--- Data in this exercise ---

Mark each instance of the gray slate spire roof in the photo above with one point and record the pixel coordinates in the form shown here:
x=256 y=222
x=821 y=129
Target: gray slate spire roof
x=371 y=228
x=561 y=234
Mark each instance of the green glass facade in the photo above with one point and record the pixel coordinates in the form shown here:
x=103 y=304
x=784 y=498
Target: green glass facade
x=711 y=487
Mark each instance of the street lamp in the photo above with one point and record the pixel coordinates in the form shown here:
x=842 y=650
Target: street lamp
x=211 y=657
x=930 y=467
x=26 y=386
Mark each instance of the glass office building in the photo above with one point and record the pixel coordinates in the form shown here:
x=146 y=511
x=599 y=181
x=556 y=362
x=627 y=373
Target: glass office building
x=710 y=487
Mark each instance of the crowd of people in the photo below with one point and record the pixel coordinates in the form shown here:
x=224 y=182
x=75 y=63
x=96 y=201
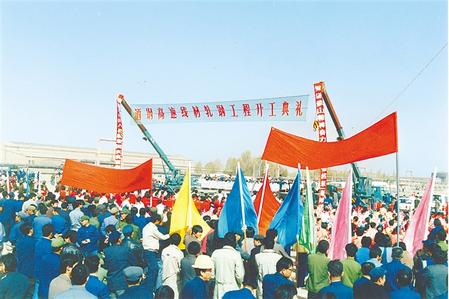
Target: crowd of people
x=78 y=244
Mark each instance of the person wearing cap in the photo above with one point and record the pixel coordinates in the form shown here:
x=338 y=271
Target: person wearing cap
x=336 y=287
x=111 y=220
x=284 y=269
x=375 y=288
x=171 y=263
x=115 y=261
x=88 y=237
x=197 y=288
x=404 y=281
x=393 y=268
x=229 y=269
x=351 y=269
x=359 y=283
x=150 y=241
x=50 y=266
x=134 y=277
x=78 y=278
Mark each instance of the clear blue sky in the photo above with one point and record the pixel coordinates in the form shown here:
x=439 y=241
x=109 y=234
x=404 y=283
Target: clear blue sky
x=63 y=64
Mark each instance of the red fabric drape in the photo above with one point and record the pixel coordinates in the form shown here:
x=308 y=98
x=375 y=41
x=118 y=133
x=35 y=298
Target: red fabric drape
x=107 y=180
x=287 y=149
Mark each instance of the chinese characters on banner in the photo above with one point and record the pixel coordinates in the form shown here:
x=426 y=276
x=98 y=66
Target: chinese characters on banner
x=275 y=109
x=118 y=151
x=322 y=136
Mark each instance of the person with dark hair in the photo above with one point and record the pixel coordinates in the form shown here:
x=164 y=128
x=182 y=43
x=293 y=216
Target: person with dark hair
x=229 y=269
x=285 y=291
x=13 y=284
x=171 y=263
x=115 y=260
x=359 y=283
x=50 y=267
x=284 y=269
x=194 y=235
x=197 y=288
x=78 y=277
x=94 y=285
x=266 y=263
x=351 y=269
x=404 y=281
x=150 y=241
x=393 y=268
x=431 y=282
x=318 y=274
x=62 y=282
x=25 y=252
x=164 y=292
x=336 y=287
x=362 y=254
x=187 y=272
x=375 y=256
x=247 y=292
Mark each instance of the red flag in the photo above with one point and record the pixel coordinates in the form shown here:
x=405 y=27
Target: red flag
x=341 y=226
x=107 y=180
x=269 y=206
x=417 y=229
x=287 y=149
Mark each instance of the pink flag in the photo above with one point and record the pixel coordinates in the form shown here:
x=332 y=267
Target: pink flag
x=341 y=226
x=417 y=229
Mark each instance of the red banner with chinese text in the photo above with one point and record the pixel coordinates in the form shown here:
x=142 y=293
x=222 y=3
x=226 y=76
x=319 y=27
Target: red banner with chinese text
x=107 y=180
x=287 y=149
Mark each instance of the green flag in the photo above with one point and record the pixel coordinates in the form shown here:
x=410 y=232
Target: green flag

---

• _Exercise directions_:
Without including any pictures, print all of the material exactly as given.

• _Task response_:
Mark each instance of the gray slate spire roof in the photo above with one point and record the pixel coordinates in the form shown here:
x=256 y=222
x=821 y=129
Target: gray slate spire roof
x=371 y=228
x=561 y=234
Mark each instance of the green glass facade in the photo above with one point and record the pixel coordinates in the form shown here:
x=103 y=304
x=784 y=498
Target: green glass facade
x=711 y=487
Mark each instance of the street lamp in the photo above with one point and record the pixel coordinates in the form shown here:
x=842 y=650
Target: street lamp
x=211 y=657
x=930 y=467
x=26 y=386
Mark each instance of the glass office building in the photo above with one point and record the pixel coordinates in the form shown here:
x=146 y=511
x=599 y=181
x=556 y=362
x=627 y=373
Target: glass office building
x=710 y=487
Mark each instance of the crowd of people in the photo below with one point and record the pixel coordinates in the form shown here:
x=224 y=182
x=75 y=63
x=96 y=201
Target: crowd of people
x=78 y=244
Mark each instance of the person wearing cap in the photo above with one point and record the pixel coordinates in the form shown here:
x=338 y=271
Target: person wearing cap
x=336 y=287
x=111 y=220
x=284 y=269
x=375 y=288
x=171 y=263
x=115 y=261
x=88 y=237
x=197 y=288
x=404 y=281
x=393 y=268
x=229 y=269
x=351 y=269
x=359 y=283
x=150 y=241
x=50 y=266
x=134 y=277
x=78 y=278
Mark each instance of the clear blue sky in the photo above with one point and record the pixel coordinates in the form shown here:
x=439 y=241
x=109 y=234
x=404 y=283
Target: clear blue sky
x=63 y=64
Mark each instance of the red fabric drape in the photo above with one point and record the pixel coordinates in the form shown here:
x=308 y=98
x=375 y=41
x=118 y=133
x=35 y=298
Target: red fabric drape
x=107 y=180
x=287 y=149
Mark each instance of the chinese characters on banner in the photo above with one point and record the pixel coordinates in the form shown here:
x=426 y=276
x=98 y=66
Target: chinese characters on banner
x=275 y=109
x=118 y=151
x=322 y=136
Mark each instance of the person with dark hair in the photo above with one point and record the pixel coordinates in the form shown here:
x=164 y=128
x=182 y=43
x=293 y=216
Target: person with dark hair
x=229 y=269
x=285 y=291
x=13 y=284
x=171 y=263
x=115 y=260
x=359 y=283
x=50 y=267
x=284 y=269
x=194 y=235
x=197 y=288
x=78 y=277
x=94 y=285
x=266 y=263
x=351 y=269
x=404 y=281
x=150 y=241
x=393 y=268
x=431 y=282
x=318 y=274
x=62 y=282
x=25 y=252
x=164 y=292
x=336 y=287
x=362 y=254
x=187 y=272
x=375 y=256
x=247 y=292
Mark each instance of the red flag in the photo above with one point and record the pixel coordinates in the form shown here:
x=405 y=27
Target: red flag
x=341 y=226
x=107 y=180
x=269 y=206
x=417 y=229
x=287 y=149
Mark each instance of the pink flag in the photo above with one point and record the pixel coordinates in the form shown here:
x=332 y=267
Target: pink flag
x=341 y=226
x=417 y=229
Mark each instance of the red banner with chinese text in the photo above with one point and record the pixel coordinates in the form shown here:
x=142 y=293
x=222 y=3
x=226 y=76
x=319 y=27
Target: red banner with chinese text
x=107 y=180
x=287 y=149
Mark each instance of the green flag in the photo above with one point and record the pixel coordinates in the form shown here:
x=410 y=232
Target: green flag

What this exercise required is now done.